§ **Complete the following**:
1. In the company results excerpt, what was the NAV per B Ordinary share at 30 September 2017?
2. List every amount in pounds sterling that appears in the company results excerpt.
*** Opening of Document excerpt ***
There have been no revaluations of equity participations across the portfolio since the results for the year ending 31 March 2017, resulting in total investments valued at £35.7 million at the end of the period, representing a 18% increase on cost of £30.3 million. For further details please see the Investment Adviser’s Review and Investment Portfolio in the half yearly report that can be downloaded below.


In September 2017 the Company approved a dividend of 2 pence per Ordinary Share and 2 pence per B Ordinary Share which will was paid on 26 October 2017. The Board retains its target of paying dividends of 3 pence per B Ordinary Share each year throughout the life of the Company, payable biannually in interim and final instalments.


The Company made a loss of £0.1 million in the period to 30 September 2017, representing a weighted loss per Ordinary Share of (0.11) pence and a weighted loss per B Ordinary Share of (0.26) pence. Income arose from interest income, principally from loan notes provided to a number of the portfolio companies, totalling £0.4 million. This was offset by Company expenses and Investment Adviser fees amounting, in total, to £0.5 million. Total expenses in the Company (including Investment Adviser fees) are capped at 0.5% of NAV per quarter. NAV at 30 September 2017 was £46.7 million, equivalent to 113.19 pence per Ordinary share and 103.27 pence per B Ordinary share. This includes the cost to NAV of the issue costs of the B Ordinary Share offer.


The Investment Adviser is positive about the current pipeline and sees a number of attractive opportunities to invest in 2017 and beyond.
*** Close of Document excerpt ***
*** Opening of Entries provided ***
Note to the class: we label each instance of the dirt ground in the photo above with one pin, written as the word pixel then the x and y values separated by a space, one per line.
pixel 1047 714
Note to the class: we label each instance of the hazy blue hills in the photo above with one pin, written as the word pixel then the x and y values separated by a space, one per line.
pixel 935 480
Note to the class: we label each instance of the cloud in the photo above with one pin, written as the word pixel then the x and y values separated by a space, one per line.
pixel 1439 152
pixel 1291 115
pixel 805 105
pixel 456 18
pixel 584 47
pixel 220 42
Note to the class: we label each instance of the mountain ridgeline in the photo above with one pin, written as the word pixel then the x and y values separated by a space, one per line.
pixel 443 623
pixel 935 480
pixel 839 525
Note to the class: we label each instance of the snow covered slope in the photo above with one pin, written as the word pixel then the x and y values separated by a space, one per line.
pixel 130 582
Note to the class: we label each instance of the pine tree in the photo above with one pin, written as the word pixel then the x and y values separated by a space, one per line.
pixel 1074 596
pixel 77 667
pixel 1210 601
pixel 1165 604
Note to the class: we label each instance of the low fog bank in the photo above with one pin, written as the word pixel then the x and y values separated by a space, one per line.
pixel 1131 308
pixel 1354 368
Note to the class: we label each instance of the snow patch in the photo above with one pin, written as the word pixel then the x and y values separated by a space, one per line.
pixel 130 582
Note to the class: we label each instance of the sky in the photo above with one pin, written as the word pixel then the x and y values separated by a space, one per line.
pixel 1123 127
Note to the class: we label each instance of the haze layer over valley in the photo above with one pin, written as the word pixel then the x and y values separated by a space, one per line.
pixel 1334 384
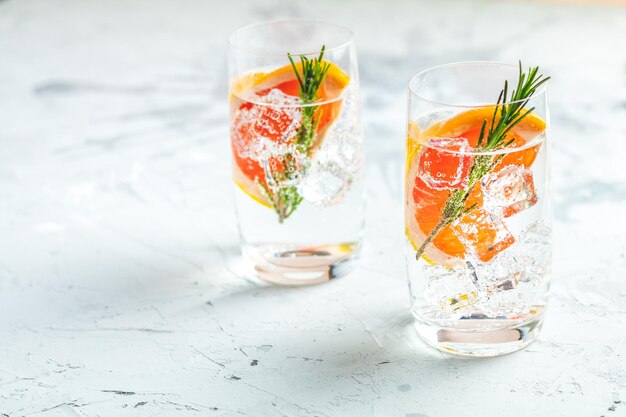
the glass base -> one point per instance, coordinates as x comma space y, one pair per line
480, 337
302, 265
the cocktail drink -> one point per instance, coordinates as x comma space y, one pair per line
297, 149
477, 206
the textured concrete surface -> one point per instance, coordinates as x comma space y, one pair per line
121, 289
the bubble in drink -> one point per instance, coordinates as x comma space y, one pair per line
444, 163
452, 289
325, 183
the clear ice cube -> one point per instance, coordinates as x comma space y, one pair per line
452, 289
533, 250
325, 183
269, 122
482, 233
502, 273
509, 190
445, 163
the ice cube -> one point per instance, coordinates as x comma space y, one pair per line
444, 163
482, 233
325, 183
502, 273
509, 190
533, 250
273, 117
452, 289
284, 166
504, 292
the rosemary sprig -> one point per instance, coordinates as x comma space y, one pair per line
285, 200
313, 74
492, 139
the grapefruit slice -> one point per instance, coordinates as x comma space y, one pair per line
424, 203
251, 118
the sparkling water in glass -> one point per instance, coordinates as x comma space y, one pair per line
477, 218
297, 149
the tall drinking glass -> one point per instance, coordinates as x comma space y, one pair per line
297, 149
477, 206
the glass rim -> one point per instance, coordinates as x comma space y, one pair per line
536, 141
232, 44
290, 106
542, 89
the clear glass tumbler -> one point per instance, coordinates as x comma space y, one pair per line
477, 206
297, 149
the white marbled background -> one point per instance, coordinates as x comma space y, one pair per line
121, 287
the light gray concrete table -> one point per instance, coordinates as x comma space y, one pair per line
121, 288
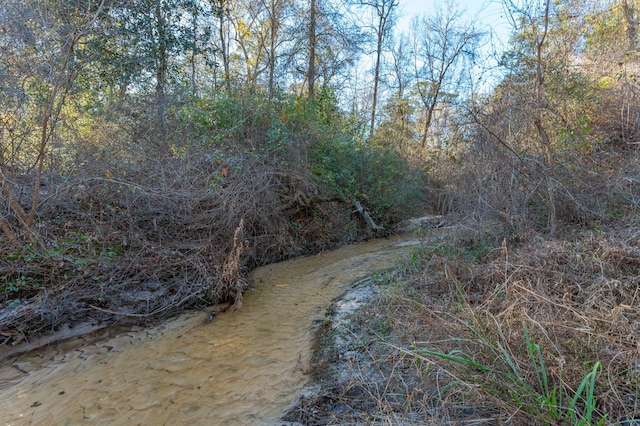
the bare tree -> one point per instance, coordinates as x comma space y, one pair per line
385, 13
441, 45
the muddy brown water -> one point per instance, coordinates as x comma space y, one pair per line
244, 367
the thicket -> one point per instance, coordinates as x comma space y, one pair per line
132, 223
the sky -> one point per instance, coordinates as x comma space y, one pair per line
489, 17
489, 14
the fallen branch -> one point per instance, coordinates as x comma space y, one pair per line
367, 218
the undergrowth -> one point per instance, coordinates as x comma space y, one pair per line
470, 330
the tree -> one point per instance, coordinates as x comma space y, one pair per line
441, 46
385, 13
44, 43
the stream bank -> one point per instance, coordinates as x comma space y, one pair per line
245, 366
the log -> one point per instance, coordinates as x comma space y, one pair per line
367, 218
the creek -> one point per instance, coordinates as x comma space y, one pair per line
246, 366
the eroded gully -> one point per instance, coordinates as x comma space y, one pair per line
244, 367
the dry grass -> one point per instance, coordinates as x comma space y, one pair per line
505, 336
141, 241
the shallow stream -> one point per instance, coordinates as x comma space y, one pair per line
244, 367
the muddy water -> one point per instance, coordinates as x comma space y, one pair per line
244, 367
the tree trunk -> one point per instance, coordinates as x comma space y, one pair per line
311, 72
552, 221
631, 16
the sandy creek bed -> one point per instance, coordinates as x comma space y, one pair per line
243, 367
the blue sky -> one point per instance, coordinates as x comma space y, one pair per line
489, 14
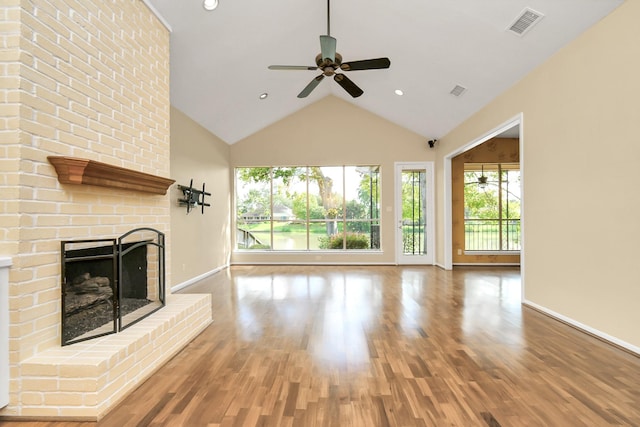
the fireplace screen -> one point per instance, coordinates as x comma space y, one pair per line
110, 284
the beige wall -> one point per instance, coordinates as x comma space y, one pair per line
334, 132
200, 243
581, 132
83, 79
496, 150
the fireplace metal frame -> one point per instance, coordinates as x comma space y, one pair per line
119, 249
161, 269
68, 258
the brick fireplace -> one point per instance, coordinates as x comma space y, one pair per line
85, 80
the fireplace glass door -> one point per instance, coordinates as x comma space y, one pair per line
110, 284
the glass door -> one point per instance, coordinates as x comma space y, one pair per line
414, 213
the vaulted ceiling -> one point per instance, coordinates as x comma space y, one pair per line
219, 58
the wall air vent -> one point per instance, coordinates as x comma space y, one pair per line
525, 21
458, 90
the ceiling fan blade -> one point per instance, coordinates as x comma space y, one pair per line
366, 64
348, 85
291, 67
311, 86
328, 47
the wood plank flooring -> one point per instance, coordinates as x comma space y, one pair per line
381, 346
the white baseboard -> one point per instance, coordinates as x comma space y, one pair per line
487, 264
309, 263
193, 280
584, 328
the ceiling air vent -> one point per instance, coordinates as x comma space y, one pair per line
525, 21
458, 90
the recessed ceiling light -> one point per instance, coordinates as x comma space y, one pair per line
210, 4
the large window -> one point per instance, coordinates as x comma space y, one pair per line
492, 207
308, 208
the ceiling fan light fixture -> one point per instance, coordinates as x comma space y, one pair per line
482, 180
210, 4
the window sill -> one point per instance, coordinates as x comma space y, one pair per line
508, 253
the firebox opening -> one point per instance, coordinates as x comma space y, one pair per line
110, 284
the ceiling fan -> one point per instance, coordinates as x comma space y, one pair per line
329, 61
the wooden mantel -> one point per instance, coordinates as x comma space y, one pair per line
73, 170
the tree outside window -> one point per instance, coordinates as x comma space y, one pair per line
492, 207
308, 208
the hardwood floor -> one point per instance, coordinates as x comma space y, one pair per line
381, 346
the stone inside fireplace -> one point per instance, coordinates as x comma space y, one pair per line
110, 284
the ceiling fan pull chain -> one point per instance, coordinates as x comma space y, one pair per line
328, 18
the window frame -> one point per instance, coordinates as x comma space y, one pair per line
344, 222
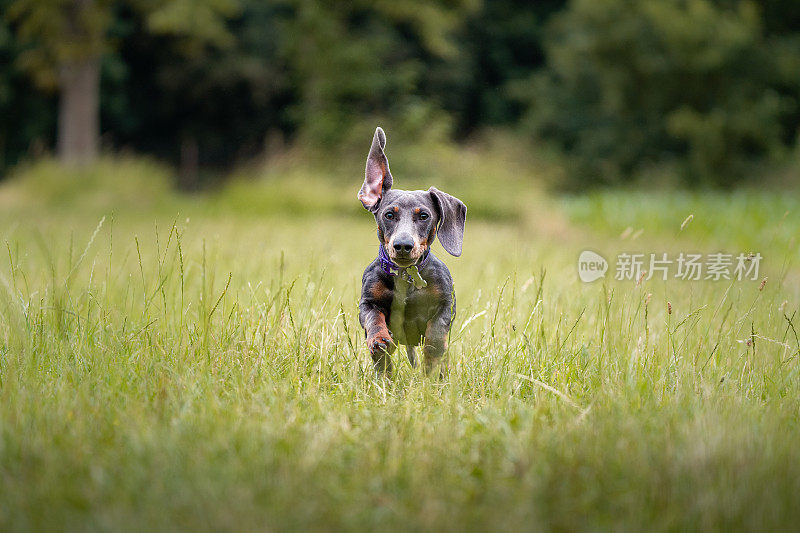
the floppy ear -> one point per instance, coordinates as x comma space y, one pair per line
377, 178
452, 217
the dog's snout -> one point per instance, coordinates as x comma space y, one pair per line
403, 244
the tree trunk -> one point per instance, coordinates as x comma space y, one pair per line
189, 175
79, 109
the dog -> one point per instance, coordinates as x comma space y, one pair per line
*** Close of Entries provided ***
§ **Results of the tasks**:
1. 103.27 pence

2. £35.7 million, £30.3 million, £0.1 million, £0.4 million, £0.5 million, £46.7 million